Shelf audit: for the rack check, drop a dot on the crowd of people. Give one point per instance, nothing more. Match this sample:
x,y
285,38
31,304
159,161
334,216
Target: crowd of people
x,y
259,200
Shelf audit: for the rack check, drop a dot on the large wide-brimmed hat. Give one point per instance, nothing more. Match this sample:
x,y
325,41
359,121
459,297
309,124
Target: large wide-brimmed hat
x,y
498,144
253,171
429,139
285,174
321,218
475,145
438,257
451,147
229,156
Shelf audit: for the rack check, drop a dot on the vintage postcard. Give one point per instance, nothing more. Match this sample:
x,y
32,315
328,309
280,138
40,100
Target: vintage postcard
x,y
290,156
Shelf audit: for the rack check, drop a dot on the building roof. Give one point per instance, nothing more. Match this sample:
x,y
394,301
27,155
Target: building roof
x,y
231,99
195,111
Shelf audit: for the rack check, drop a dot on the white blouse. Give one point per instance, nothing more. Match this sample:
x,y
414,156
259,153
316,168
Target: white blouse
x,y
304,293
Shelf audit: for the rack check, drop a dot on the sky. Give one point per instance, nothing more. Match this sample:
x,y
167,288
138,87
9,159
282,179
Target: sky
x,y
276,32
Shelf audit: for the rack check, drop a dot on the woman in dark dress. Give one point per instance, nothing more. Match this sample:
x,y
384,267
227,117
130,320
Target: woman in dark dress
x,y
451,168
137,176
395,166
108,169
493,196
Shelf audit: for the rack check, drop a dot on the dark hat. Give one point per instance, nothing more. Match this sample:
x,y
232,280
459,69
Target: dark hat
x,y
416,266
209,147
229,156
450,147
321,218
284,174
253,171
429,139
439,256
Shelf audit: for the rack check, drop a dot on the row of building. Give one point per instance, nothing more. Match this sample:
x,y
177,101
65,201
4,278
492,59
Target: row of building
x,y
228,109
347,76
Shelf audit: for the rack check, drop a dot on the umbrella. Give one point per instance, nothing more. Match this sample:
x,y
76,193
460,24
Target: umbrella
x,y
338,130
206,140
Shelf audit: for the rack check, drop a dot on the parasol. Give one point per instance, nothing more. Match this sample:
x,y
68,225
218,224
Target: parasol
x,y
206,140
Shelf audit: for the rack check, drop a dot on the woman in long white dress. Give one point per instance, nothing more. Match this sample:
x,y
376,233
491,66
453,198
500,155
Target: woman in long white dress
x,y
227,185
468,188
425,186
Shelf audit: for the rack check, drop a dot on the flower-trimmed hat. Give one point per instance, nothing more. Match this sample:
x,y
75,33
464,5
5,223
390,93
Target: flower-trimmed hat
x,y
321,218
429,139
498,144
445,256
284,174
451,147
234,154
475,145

TASK TO CARRY OUT
Can you shift the answer coordinates by 88? Rewrite everything from the line containing "on the flower-trimmed" down to the end of the entries above, requests included, and add 88 to both the x and y values of each answer point, leaving the requests and their sample points as they are.

RESULT BELOW
Shelf audit: for the rack check, drop a dot on the flower-trimmed hat. Give one point per instance, nothing more. Match this sample:
x,y
75,33
464,5
5,223
390,93
Target: flower-trimmed hat
x,y
409,306
517,227
586,232
533,344
372,262
539,235
322,242
563,233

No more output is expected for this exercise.